##### Wybrany fragment #####
Krucjata Pauliny Smaszcz bynajmniej się nie zakończyła. “Kobieta petarda” dosłownie wybuchła i ostro skrytykowała byłego męża, Macieja Kurzajewskiego oraz jego ukochaną, Katarzynę Cichopek. Poszło o… miejsce, w którym Kurzopki spędzają wakacje.
Na linii “kobieta petarda”-Kurzopki panował w ostatnich tygodniach względny spokój, lecz jak się okazało, była to tylko cisza przed burzą. Mimo, że Katarzyna Cichopek i Maciej Kurzajewski postanowili niedawno wejść z Pauliną Smaszcz na drogę sądową, 50-latka nie odpuszcza i znów wbiła zakochanym szpilę. Tym razem celebrytka wyraźnie oburzyła się faktem, że jej były mąż zabrał ukochaną w miejsce, które kiedyś “należało do nich”.
Brak wstydu, brak mózgu, czy brak klasy? Konkubiny, jeżdżą na wakacje z obecnymi facetami, w miejsca gdzie on spędzał przez wiele lat wakacje ze swoją rodziną, swoimi dziećmi, gdzie deklarował miłość, wierność i oddanie na zawsze. To trend, czy wzorce? Obecnie pani Kasia z Maciejem spędzają wakacje na wyspie Leros, gdzie przez 15 lat całą rodziną spędzaliśmy wakacje. Dzwonią i piszą do mnie znajomi, że to samo miejsce, ten sam hotel, te same restauracje i nawet leżaki te same – rozpoczęła obszerny oburzona Paulina Smaszcz.
Paulina Smaszcz kpi z Macieja Kurzajewskiego. “Złośliwy pinokio”
Dalej było już tylko pikantniej. Paulina Smaszcz użyła wielu negatywnie nacechowanych określeń, aby opisać działania swojego byłego męża, Macieja Kurzajewskiego, vel “pinokia”. Po raz kolejny zasugerowała też, że synowie dziennikarza wcale nie mają o nim najlepszego zdania.
Większość znajomych pyta go o mnie, o dzieci, o wnuczkę, o moją Mamę, a konkubina bez mrugnięcia okiem bierze w tym udział. To, że on jest złośliwym, podłym pinokiem w cichości, to już z moimi synami wiemy – zaznaczyła Smaszcz.
##### Zebrane dane #####
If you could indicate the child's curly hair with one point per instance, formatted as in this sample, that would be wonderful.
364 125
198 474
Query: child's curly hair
#####
» **Cel ćwiczenia**:
Na jakiej wyspie, według wybranego fragmentu, spędzają wakacje Katarzyna Cichopek i Maciej Kurzajewski?

» **Odpowiedź**:
Na wyspie Leros.